Source text:
Naxalite insurgency spreading like wild fire

Indian Maoist/ Naxal insurgency

The Maoist or Naxalite insurgency in India is gnawing away India’s roots and has become a cause of major concern of its administration.

Let us briefly examine this uprising. The term ‘Naxalite’ draws its origin from an organized armed peasant resistance against the landlords that began in March 1967 in a small village called Naxalbari in the state of West Bengal. It signaled the birth of a new movement and since then, all forms of armed struggle with socio-economic development of the downtrodden as the cause have come to be termed ‘Naxalite’. Other terms that are used to describe the movement are ‘leftwing extremism’ and ‘radical Maoism’.

Naxalites are backed by the banned Communist Party of India (Maoist). According to Dr. Manmohan Singh, the Prime Minister of India, Naxalites’ extremism today constitutes the single most important internal security threat to India. The Naxal groups have spread their activities to as many as 22 out of 28 states in the country. In East Bengal the Naxal movement was immensely popular with not only the radical sections of the students movement in Calcutta, but the whole student body of Bengal undeniably were sympathetic about them since the mainstream Communist ideology had proved itself to be hypocritical and farcical in practice, as they stand to this day. The state machinery of India systematically annihilated this student support baseline from the whole movement as international human rights watchdog bodies picked up frantic calls of disappearances of students and intellectuals. Between 1969 and 1979 an estimated 5000 students and intellectuals disappeared or were killed under mysterious conditions. The West Bengal Left Front maintains that these students and intellectuals left their education to join violent activities of the Naxalites. Charu Majumdar progressively changed the tactics of CPI (ML), and declared that revolutionary warfare was to take place not only in the rural areas but everywhere and spontaneously. Thus Majumdar’s ‘annihilation line’, a dictum that Naxalites should assassinate individual “class enemies” as a part of the insurrection, was exploited by state media and the Bengal Left Front to infuse a sense of demonic identity into Naxals and over thirty years portrayed them as a social evil.

Objectives:
(a) Answer the following from the article on the Naxalite insurgency:
(i) In what month and year did the armed peasant resistance at Naxalbari begin?
(ii) In how many of India's 28 states have Naxal groups spread their activities?
(iii) Approximately how many students and intellectuals disappeared or were killed between 1969 and 1979?
(b) Return the portion of the article on the Naxalite insurgency starting with "Naxalite insurgency spreading" and going on through "of its administration.".

Supplied material:
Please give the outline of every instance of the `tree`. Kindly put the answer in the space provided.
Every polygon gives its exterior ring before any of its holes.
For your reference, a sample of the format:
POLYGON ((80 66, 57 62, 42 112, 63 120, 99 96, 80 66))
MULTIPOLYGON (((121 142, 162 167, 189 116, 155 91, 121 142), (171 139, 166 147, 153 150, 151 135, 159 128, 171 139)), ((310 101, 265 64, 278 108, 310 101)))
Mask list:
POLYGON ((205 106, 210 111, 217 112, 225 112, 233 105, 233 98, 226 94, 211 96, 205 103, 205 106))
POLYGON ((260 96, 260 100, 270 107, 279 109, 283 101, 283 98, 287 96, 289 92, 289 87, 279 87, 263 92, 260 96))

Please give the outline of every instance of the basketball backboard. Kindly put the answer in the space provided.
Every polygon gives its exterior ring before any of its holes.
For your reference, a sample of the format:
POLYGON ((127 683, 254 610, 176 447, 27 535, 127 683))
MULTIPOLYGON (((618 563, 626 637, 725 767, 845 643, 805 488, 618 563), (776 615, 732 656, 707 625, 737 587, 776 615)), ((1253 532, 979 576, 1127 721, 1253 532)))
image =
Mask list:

Outputs for the tasks:
(a)
(i) March 1967
(ii) 22
(iii) An estimated 5000

(b)
Naxalite insurgency spreading like wild fire

Indian Maoist/ Naxal insurgency

The Maoist or Naxalite insurgency in India is gnawing away India’s roots and has become a cause of major concern of its administration.